**Consigne 1:** D'après le texte sur le Quartet d'Oxford, dans quel collège l'histoire commence-t-elle ?
-------- Texte source
Le récit est agréable à lire et riche en anecdotes ; le lecteur y découvre une Anscombe qui nomme sa fille d’après un syllogisme (Barbara [1]), un Ayer [2] qui court les dancings, ou, plus sérieusement, les rivalités qui ont structuré le milieu philosophique d’Oxford au cours de la période. Les autrices recommandent de lire leur livre entre amis (p. 15) et le Quartet d’Oxford raconte effectivement la genèse d’une grande amitié fondée sur une commune recherche intellectuelle et existentielle.
L’histoire commence à Somerville College où Midgley et Murdoch forment un premier duo auquel Anscombe et Foot s’agrègent bientôt. Chaque protagoniste est, en quelque sorte, présentée à partir de ce qui constituera l’un des ferments de ses études philosophiques ; les sense data (Midgley, p. 35), la causalité et Dieu (Anscombe, p. 56), l’amour (Murdoch, p. 45) ou la valeur des normes sociales (Foot, p. 101).
En un sens, le récit est celui d’une redécouverte de l’idée classique selon laquelle la réflexion philosophique s’enracine dans l’étonnement. Le thème de l’ancrage de la réflexion dans une perplexité intellectuelle réellement ressentie par l’individu (p. 185) et l’idée qu’un travail théorique sérieux n’est pas une affaire de « touriste » y sont récurrents (p. 71). Iris Murdoch raconte être allée lire Simone Weil et avoir appris à aimer Platon parce qu’elle trouvait l’éthique de Ross [3] « creuse, stupide et insipide » (p. 77 et p. 227), Anscombe souligne qu’avant de rencontrer Wittgenstein les figures des philosophes du passé n’étaient à ses yeux que de « belles statues » (p. 288). Si l’académisme menace peut-être structurellement la philosophie universitaire, le Quartet d’Oxford fournit un exemple de recherche authentique, c’est-à-dire qui tire ses problématiques d’expériences personnelles pour ne prendre la forme d’œuvres universitaires en bonne et due forme dans un second temps seulement.
Cela étant, l’une des thèses des autrices est que cette recherche partagée s’enracine dans un rejet commun d’une certaine manière de pratiquer la philosophie à Oxford à cette période (p. 261). En un mot, en rejetant la métaphysique, la philosophie se trouve démunie face au problème moral. Le positivisme d’Ayer qui conduit à l’émotivisme — la thèse selon laquelle les jugements moraux ne sont que l’expression des émotions de celui qui les prononce — est ainsi rendu révulsant par l’expérience de la guerre et de la cruauté (de sorte que Foot se donne explicitement pour tâche d’en venir à bout, p. 212).
----------------
-------- Données d'entrée
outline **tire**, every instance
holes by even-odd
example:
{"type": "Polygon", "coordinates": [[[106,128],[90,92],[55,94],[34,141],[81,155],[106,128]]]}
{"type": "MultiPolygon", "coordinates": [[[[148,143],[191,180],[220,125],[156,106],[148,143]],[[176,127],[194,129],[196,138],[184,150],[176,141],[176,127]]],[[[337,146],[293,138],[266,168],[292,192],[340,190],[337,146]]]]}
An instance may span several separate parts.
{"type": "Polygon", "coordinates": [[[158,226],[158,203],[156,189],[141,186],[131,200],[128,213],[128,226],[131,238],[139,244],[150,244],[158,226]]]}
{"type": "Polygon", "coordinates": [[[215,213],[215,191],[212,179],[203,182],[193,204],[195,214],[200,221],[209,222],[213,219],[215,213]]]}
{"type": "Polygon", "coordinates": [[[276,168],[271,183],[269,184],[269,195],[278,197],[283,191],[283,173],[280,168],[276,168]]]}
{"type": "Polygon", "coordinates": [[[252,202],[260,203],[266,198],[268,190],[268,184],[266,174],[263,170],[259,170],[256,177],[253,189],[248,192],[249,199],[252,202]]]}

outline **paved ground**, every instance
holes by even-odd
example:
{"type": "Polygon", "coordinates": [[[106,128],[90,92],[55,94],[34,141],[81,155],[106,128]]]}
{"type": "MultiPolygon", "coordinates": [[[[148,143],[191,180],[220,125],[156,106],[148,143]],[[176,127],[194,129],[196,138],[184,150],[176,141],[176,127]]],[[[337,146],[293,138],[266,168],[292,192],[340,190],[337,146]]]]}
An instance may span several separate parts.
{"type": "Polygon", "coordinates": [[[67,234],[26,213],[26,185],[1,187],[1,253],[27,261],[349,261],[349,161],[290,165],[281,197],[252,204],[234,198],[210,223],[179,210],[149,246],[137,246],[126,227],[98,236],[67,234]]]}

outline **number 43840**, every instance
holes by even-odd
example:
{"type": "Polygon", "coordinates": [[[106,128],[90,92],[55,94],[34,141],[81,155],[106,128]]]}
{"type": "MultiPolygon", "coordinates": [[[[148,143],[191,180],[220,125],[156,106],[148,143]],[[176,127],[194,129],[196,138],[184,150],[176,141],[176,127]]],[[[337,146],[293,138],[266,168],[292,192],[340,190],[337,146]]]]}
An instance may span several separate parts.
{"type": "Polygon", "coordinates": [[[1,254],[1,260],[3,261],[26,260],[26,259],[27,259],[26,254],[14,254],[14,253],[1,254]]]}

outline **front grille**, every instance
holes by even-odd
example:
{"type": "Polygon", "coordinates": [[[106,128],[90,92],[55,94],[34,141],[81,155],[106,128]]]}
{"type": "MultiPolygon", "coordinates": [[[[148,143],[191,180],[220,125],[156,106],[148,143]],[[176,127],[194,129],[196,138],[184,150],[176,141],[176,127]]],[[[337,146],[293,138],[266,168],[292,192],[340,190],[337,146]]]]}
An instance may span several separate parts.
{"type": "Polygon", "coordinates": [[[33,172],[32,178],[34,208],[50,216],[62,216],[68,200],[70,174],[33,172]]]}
----------------
-------- Données d'entrée
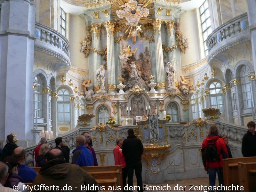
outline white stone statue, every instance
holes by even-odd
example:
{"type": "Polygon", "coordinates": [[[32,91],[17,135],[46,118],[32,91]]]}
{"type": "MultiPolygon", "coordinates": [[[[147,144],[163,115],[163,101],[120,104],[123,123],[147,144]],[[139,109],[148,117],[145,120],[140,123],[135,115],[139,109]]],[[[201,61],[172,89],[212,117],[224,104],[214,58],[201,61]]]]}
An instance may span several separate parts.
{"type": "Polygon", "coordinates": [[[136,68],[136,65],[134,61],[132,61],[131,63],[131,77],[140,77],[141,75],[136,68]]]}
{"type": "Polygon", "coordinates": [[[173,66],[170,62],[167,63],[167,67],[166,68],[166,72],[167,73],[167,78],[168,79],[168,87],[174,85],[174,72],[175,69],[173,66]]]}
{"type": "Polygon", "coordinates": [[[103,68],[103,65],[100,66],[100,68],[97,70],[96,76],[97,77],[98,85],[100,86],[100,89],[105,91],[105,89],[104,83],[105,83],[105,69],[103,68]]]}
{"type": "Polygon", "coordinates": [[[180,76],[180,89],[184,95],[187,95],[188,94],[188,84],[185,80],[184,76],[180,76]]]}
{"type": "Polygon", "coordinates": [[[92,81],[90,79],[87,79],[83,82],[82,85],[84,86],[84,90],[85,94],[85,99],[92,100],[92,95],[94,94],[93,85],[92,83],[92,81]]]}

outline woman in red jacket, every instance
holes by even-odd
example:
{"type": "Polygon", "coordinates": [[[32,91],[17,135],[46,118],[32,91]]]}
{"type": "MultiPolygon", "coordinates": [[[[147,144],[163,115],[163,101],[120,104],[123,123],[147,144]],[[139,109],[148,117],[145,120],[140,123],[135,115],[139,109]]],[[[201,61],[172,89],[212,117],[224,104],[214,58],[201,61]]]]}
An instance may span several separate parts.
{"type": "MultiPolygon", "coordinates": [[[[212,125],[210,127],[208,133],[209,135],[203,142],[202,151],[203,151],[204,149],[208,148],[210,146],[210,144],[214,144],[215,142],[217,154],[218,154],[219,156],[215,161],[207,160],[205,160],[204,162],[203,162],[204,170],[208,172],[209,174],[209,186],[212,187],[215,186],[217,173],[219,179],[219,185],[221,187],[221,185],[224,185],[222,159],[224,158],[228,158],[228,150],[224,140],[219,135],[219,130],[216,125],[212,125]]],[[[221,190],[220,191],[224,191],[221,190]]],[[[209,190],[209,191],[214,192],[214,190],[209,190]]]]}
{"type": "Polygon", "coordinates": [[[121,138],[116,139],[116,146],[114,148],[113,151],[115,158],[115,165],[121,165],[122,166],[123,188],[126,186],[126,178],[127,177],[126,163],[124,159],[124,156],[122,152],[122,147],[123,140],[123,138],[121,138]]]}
----------------
**Consigne 2:** Renvoyez chaque ligne des entrées qui contient la chaîne « every », en tenant compte de la casse.

**Réponse 1:** À Somerville College.

**Réponse 2:**
outline **tire**, every instance
outline **paved ground**, every instance
outline **number 43840**, every instance
outline **front grille**, every instance
outline white stone statue, every instance
outline woman in red jacket, every instance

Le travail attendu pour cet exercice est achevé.